- [What to do]: Retype each line below without a single alteration.

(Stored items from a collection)
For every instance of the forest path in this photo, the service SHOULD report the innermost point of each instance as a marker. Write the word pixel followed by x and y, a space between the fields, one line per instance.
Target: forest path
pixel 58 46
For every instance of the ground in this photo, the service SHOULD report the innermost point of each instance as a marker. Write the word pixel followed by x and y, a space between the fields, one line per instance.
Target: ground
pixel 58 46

- [Exercise response]:
For every instance of the forest path in this photo, the service SHOULD report the innermost point of each instance as a marker. Write the word pixel followed by x and y, a space between the fields, one line per instance.
Target: forest path
pixel 58 46
For every instance of the ground in this photo, the service SHOULD report the innermost point of each instance as a marker. Write the word pixel followed by x and y, a space between the fields, one line per instance.
Target: ground
pixel 58 46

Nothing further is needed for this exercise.